Set problem
Leave out the pictures and reproduce all of the data exactly.
##### Material provided #####
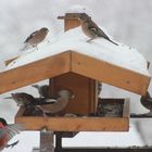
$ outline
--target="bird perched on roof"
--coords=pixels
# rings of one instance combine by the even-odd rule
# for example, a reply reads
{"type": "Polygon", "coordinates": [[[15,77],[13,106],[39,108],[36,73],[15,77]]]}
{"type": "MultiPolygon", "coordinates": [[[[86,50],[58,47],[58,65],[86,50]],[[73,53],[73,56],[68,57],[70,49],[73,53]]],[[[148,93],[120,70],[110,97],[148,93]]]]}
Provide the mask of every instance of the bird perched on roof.
{"type": "Polygon", "coordinates": [[[37,115],[36,112],[39,110],[38,114],[42,113],[43,116],[47,116],[47,114],[58,114],[63,111],[66,107],[68,101],[73,98],[74,94],[71,90],[61,90],[58,92],[56,99],[34,98],[33,96],[25,92],[12,93],[12,97],[7,99],[14,99],[17,105],[25,106],[27,111],[31,110],[33,107],[33,115],[37,115]]]}
{"type": "Polygon", "coordinates": [[[49,86],[48,85],[33,85],[31,87],[38,89],[40,98],[49,98],[49,86]]]}
{"type": "Polygon", "coordinates": [[[25,92],[11,93],[12,97],[5,99],[13,99],[18,106],[25,107],[26,115],[43,115],[46,113],[41,110],[41,104],[54,103],[54,100],[46,100],[45,98],[34,98],[31,94],[25,92]]]}
{"type": "Polygon", "coordinates": [[[51,114],[59,114],[64,111],[67,106],[71,99],[74,99],[74,94],[71,90],[60,90],[58,92],[56,102],[53,104],[43,104],[41,105],[45,112],[49,112],[51,114]]]}
{"type": "Polygon", "coordinates": [[[102,37],[102,38],[111,41],[112,43],[118,46],[116,42],[112,41],[106,36],[106,34],[101,28],[99,28],[99,26],[86,13],[80,14],[78,20],[80,21],[80,25],[81,25],[81,29],[83,29],[84,34],[90,38],[89,40],[87,40],[87,42],[89,42],[98,37],[102,37]]]}
{"type": "Polygon", "coordinates": [[[25,47],[21,49],[21,51],[27,50],[31,47],[36,47],[45,40],[47,37],[47,34],[49,33],[49,29],[47,27],[42,27],[39,30],[34,31],[30,34],[27,39],[24,41],[25,47]]]}
{"type": "Polygon", "coordinates": [[[4,118],[0,117],[0,151],[16,145],[18,140],[11,144],[8,144],[8,142],[22,130],[24,130],[22,124],[8,124],[4,118]]]}
{"type": "Polygon", "coordinates": [[[145,96],[141,96],[140,103],[152,113],[152,97],[149,91],[147,91],[145,96]]]}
#####
Answer in full
$ outline
--target="bird perched on roof"
--coords=pixels
# rings of one instance combine by the even-odd rule
# for example, a reply reads
{"type": "Polygon", "coordinates": [[[15,77],[13,106],[39,108],[36,73],[15,77]]]}
{"type": "MultiPolygon", "coordinates": [[[[86,50],[58,47],[58,65],[86,50]],[[73,53],[73,56],[68,57],[70,49],[73,53]]],[[[148,93],[120,70],[110,97],[148,93]]]]}
Provide the mask of every instance of the bird perched on roof.
{"type": "Polygon", "coordinates": [[[37,115],[36,112],[39,110],[38,114],[42,113],[43,116],[47,116],[47,114],[58,114],[63,111],[66,107],[68,101],[73,98],[74,94],[71,90],[61,90],[58,92],[56,99],[34,98],[33,96],[25,92],[12,93],[12,97],[7,99],[14,99],[17,105],[25,106],[27,111],[31,110],[33,107],[33,115],[37,115]]]}
{"type": "Polygon", "coordinates": [[[49,86],[48,85],[33,85],[31,87],[38,89],[40,98],[49,98],[49,86]]]}
{"type": "Polygon", "coordinates": [[[25,92],[11,93],[12,97],[5,99],[13,99],[18,106],[25,107],[26,115],[43,115],[46,113],[41,110],[41,104],[54,103],[54,100],[46,100],[45,98],[34,98],[31,94],[25,92]]]}
{"type": "Polygon", "coordinates": [[[51,114],[59,114],[64,111],[67,106],[71,99],[74,99],[74,94],[71,90],[60,90],[58,92],[56,102],[53,104],[43,104],[41,105],[45,112],[49,112],[51,114]]]}
{"type": "Polygon", "coordinates": [[[102,37],[102,38],[111,41],[112,43],[118,46],[116,42],[112,41],[106,36],[106,34],[101,28],[99,28],[99,26],[86,13],[80,14],[78,20],[80,21],[80,25],[81,25],[81,29],[83,29],[84,34],[90,38],[89,40],[87,40],[87,42],[89,42],[98,37],[102,37]]]}
{"type": "Polygon", "coordinates": [[[25,47],[21,49],[21,51],[27,50],[31,47],[36,47],[45,40],[47,37],[47,34],[49,33],[49,29],[47,27],[42,27],[39,30],[34,31],[30,34],[27,39],[24,41],[25,47]]]}
{"type": "Polygon", "coordinates": [[[4,118],[0,117],[0,151],[16,145],[18,140],[11,144],[8,144],[8,142],[22,130],[24,130],[22,124],[8,124],[4,118]]]}
{"type": "Polygon", "coordinates": [[[145,96],[141,96],[140,103],[152,113],[152,97],[149,91],[147,91],[145,96]]]}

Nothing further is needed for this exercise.